**Directive**
Print the lines from the one containing "Give the segmentation of every instance of the dirt" up to and including the one containing "M 179 1 L 177", reproducing each character for character.

------------------------------------------------------------

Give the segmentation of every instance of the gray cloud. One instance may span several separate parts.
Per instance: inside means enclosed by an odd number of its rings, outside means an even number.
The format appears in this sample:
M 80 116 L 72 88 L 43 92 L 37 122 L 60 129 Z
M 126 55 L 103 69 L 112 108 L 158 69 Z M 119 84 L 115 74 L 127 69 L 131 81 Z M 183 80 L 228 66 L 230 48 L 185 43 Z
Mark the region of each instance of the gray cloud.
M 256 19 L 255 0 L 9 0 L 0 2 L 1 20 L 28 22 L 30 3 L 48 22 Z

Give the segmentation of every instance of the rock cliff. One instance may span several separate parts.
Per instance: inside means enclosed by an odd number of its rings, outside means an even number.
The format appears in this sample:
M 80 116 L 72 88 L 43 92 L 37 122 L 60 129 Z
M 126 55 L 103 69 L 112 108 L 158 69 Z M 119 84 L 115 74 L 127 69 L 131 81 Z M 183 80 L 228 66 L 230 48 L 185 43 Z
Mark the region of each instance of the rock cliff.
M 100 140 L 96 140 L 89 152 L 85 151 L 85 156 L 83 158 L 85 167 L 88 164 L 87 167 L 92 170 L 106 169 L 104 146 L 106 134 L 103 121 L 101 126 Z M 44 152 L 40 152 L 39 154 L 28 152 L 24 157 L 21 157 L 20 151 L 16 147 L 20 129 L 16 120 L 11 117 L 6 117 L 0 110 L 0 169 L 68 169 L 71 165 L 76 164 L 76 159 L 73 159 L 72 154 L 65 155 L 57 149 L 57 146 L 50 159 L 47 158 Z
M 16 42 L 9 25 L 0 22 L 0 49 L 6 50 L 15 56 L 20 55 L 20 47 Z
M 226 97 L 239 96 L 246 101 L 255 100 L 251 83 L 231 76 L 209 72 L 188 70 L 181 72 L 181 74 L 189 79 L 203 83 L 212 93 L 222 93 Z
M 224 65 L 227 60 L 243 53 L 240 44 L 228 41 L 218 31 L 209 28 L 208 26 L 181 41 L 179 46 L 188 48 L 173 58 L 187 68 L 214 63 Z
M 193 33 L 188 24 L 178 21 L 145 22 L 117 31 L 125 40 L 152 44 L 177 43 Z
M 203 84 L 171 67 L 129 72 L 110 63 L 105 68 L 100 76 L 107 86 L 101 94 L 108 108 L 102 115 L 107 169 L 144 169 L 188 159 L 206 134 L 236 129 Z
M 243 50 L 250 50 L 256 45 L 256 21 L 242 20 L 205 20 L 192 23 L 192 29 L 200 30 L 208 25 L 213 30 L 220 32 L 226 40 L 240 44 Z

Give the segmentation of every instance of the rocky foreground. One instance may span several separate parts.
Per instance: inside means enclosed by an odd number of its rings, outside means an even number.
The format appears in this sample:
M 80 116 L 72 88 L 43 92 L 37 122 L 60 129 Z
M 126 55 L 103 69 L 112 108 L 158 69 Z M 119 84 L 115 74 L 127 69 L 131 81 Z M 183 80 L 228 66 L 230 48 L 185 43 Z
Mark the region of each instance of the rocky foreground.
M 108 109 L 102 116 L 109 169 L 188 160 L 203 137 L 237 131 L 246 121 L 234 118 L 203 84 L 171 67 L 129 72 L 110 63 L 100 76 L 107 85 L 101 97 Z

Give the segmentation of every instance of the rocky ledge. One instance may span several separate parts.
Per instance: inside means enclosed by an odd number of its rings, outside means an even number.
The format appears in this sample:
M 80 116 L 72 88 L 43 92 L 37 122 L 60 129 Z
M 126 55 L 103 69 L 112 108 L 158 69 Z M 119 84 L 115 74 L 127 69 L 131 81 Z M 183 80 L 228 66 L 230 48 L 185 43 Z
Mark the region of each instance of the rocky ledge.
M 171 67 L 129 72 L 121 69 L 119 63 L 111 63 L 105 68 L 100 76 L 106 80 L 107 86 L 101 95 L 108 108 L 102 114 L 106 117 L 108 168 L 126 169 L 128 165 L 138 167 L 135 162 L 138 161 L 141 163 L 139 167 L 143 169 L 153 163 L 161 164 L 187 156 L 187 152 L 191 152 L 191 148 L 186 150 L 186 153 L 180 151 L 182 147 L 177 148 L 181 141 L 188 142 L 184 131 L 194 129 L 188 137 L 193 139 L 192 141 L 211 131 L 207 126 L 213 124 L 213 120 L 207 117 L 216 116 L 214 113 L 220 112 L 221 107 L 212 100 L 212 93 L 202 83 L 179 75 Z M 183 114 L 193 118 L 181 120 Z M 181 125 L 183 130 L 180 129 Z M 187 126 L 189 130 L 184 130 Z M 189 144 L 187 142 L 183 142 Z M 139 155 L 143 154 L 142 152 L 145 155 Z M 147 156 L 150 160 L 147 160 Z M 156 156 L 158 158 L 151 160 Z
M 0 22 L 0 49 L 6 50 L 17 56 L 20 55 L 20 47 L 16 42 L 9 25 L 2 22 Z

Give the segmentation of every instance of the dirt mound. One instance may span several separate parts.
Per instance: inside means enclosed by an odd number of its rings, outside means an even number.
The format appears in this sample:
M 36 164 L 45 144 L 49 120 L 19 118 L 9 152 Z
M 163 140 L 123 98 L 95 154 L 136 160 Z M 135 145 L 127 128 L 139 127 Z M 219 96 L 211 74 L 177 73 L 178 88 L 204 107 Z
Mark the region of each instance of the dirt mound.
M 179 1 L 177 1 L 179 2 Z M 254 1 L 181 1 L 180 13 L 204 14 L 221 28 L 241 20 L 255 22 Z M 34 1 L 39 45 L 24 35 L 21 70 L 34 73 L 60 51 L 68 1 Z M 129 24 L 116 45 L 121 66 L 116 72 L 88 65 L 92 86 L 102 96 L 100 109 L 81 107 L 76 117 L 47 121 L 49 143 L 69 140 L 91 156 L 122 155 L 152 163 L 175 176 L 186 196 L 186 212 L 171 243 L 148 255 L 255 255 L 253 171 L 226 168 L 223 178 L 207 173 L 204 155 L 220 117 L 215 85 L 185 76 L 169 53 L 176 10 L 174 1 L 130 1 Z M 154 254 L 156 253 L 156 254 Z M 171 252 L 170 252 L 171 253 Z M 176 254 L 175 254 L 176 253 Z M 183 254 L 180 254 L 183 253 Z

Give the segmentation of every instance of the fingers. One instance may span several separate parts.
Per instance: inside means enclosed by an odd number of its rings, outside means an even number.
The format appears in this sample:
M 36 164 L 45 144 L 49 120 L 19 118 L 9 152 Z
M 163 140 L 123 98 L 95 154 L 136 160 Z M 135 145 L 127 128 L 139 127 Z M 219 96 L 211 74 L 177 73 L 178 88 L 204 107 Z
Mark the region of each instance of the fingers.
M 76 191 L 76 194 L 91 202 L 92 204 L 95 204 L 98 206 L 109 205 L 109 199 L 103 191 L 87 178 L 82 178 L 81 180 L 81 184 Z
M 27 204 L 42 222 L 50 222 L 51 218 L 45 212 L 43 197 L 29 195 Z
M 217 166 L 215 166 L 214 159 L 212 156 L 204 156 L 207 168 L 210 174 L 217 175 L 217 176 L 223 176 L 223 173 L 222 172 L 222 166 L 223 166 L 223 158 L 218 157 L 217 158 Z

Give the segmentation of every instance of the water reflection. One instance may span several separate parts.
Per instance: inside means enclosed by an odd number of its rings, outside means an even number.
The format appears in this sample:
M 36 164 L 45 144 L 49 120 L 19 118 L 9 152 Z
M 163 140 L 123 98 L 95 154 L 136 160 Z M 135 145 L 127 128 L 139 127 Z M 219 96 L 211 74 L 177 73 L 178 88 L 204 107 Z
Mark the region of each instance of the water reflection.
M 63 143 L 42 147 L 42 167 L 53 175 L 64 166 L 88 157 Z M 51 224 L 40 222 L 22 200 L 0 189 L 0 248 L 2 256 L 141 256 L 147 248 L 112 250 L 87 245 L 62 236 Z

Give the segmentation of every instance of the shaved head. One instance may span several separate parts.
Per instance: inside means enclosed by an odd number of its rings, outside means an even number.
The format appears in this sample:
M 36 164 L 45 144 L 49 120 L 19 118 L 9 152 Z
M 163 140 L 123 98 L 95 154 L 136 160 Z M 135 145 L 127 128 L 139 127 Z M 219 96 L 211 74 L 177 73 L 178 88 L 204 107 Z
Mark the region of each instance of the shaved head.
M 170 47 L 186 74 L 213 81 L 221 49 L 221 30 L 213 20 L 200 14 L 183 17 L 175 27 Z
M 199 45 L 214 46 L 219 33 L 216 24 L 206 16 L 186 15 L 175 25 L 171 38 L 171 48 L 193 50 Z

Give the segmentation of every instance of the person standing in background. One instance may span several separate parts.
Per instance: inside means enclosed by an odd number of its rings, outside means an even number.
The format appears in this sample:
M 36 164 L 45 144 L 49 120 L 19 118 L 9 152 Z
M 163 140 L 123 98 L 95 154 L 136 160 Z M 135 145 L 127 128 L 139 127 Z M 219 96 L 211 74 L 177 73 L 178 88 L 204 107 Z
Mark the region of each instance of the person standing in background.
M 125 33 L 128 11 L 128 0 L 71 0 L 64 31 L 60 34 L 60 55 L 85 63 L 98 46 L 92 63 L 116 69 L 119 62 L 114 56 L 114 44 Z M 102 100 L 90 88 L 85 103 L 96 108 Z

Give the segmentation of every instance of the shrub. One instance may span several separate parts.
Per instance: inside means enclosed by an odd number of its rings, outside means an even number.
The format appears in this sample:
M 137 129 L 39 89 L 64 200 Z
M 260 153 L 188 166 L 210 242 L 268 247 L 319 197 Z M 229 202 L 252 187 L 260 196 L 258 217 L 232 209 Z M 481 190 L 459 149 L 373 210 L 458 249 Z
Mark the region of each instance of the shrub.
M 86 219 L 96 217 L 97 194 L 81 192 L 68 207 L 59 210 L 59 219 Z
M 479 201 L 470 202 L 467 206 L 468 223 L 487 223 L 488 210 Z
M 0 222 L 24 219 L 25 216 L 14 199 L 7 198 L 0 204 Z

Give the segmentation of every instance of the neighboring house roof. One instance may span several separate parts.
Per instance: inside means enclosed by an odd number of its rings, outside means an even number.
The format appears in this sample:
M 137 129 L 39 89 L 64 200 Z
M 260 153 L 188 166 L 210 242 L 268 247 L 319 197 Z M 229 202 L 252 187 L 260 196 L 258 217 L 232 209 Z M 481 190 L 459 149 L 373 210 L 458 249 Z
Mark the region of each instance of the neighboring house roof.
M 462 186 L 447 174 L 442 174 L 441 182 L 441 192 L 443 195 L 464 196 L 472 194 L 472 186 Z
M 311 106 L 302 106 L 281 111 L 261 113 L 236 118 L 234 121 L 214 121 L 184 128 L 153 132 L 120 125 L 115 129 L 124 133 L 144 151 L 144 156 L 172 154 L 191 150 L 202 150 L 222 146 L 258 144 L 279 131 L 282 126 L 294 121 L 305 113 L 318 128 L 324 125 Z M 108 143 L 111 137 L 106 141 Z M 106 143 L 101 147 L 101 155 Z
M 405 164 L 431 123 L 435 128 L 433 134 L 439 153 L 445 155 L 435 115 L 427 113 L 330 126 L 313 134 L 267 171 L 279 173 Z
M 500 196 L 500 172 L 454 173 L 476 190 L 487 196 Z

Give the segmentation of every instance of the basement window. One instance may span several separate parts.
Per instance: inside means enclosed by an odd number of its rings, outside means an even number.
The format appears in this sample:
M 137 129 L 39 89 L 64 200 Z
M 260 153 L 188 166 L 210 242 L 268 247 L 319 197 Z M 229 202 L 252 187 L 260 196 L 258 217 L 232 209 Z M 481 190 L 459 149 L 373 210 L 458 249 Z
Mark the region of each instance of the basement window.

------------------------------------------------------------

**Correct answer**
Give the segmentation of every instance of the dirt mound. One instance may span several separate parts.
Per instance: inside means enclosed by an odd number of its rings, outside means an even number.
The format appears in this sample:
M 36 164 L 45 144 L 49 120 L 19 118 L 9 152 Z
M 163 140 L 123 98 L 95 154 L 136 160 Z M 135 145 L 127 128 L 139 127 Z M 219 96 L 211 74 L 177 73 L 178 88 L 204 107 Z
Mark the region of each instance of the dirt mound.
M 179 1 L 177 1 L 179 2 Z M 254 1 L 181 1 L 180 13 L 204 14 L 221 28 L 241 20 L 255 22 Z M 34 1 L 39 45 L 24 35 L 21 70 L 34 73 L 60 51 L 68 1 Z M 129 24 L 116 45 L 121 66 L 116 72 L 88 65 L 92 86 L 102 96 L 100 109 L 81 107 L 76 117 L 47 121 L 49 143 L 69 140 L 91 156 L 122 155 L 152 163 L 175 176 L 186 196 L 186 212 L 171 243 L 148 255 L 255 255 L 253 171 L 226 168 L 223 178 L 207 173 L 204 155 L 220 117 L 215 85 L 185 76 L 169 53 L 176 10 L 174 1 L 130 1 Z M 154 254 L 156 253 L 156 254 Z M 171 252 L 170 252 L 171 253 Z M 176 254 L 175 254 L 176 253 Z M 183 254 L 180 254 L 183 253 Z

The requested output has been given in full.